QUOTED PASSAGE:
= = = = =
A Florida Christmas to remember
As a child growing up on the Treasure Coast in the 1960s and early ’70s, I always had difficulty relating to popular images of Christmas such as carolers singing in snow-covered villages, sweater-clad ice skaters gliding over a frozen pond or horses merrily pulling sleighs. We simply didn’t have snow for the holidays, and many Christmases were warm enough to go to the beach.
The image of snow at Christmas undoubtedly was romanticized by Nathaniel Currier and James Merritt Ives in the 1800s whose prints depicted such scenes and later reaffirmed in 1942 by Irving Berlin’s White Christmas, still the best-selling worldwide single of all time.
In our family, we developed our own inventive Christmas customs without snow.
Because there were eight children in our family, my mom would get us all together to recreate the Nativity, which my dad would photograph for their Christmas cards. As our family grew each year, so did the number of angels and shepherds. My oldest sister, Cater, and my oldest brother, Chuck, were always Mary and Joseph, and whoever was the youngest was the baby Jesus. Our mutt, White Spot, always played the role of the livestock.
Another holiday custom was Christmas-tree hunting. My dad’s friend, Vinnie Gorham, had a road construction company, so in early December he and my dad would get a couple of Vinnie’s trucks and they’d load our families into them, not necessarily an easy task. Vinnie had eight kids, too.
= = = = =
INFORMATION SUPPLIED:
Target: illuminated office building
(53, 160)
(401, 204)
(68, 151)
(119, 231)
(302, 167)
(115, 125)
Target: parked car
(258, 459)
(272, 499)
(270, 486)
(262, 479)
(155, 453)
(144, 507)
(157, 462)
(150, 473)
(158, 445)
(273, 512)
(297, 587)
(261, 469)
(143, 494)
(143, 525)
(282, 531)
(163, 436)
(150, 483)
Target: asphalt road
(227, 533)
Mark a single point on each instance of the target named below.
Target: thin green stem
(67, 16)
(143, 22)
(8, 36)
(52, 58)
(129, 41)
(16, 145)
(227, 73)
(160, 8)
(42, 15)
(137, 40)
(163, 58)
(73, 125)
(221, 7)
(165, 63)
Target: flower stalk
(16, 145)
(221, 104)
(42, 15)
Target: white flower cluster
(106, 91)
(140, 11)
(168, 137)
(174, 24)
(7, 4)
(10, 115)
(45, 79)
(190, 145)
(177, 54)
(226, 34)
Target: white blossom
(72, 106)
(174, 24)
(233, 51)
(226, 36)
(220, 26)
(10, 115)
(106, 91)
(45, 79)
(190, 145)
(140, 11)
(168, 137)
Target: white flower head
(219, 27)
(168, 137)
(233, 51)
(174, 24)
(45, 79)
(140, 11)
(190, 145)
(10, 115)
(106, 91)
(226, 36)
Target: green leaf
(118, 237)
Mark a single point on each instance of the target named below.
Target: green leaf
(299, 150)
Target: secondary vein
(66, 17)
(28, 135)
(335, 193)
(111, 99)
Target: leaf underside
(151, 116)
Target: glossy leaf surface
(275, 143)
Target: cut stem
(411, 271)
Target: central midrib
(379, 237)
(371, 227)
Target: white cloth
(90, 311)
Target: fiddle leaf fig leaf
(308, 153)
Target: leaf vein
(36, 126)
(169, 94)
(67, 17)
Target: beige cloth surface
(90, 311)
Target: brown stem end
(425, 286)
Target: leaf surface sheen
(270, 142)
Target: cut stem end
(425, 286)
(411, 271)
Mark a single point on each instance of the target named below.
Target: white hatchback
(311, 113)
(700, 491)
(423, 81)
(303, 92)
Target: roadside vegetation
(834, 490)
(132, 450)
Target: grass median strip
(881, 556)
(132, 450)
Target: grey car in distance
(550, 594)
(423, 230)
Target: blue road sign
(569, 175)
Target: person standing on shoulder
= = = = =
YOUR OBJECTIVE: Carry on the passage about Christmas on Florida's Treasure Coast from its final sentence, keeping its first-person voice.

TASK ANSWER:
We’d head from the Gorhams’ house in Fort Pierce to undeveloped General Development Corp. land in Port St. Lucie. The land had once been ocean bottom and the pines looked like they were growing in snow when photographed. Armed with handsaws and, in later years, chain saws, Vinnie and my dad would cut down an ample amount of young pines. Because the young Florida sand pines were so scrawny, we’d use wire clothes hangers to bind several together to create one decent tree. We once put as many as four together to create the tree for our living room.
We’d share the trees with other family members and friends, and one always went to my paternal grandparents, E.R. “Putz’’ and Margaret Enns, which brings me to another custom. For some 25 years, we spent our Christmas Eves in the living room of their little home with the big yard on Citrus Avenue in Fort Pierce, with our brood of eight and my Uncle Eddie and Aunt Diane’s four children and my Aunt Susan and Uncle Steve’s two.
My grandmother always decorated her house the same: Christmas lights over the front of the house; her little pine cone men on her bay window; egg decorations created by my aunt and the little elf that looked like my cousin Stephen on her tree. Christmas Eve fare was always the same — oyster stew, followed by the brightly frosted Christmas cookies she had us make with her weeks before.
My grandmother would give us her gifts that night, but before receiving them we’d all have to give an individual performance. The performances included reading Clement Moore’s A Visit from St. Nicholas or a passage from the Bible, singing a carol or playing a tune on a musical instrument, the latter choice often sending my grandfather’s fat beagle, Mox, howling.
My grandmother’s gifts were things she had knitted for us, the most common being cable-knit sweaters. One year all 14 of her grandchildren received Afghan quilts. The last Christmas we spent with her, in 1983, she had knitted Christmas stockings with our names on them, even though most of us were grown.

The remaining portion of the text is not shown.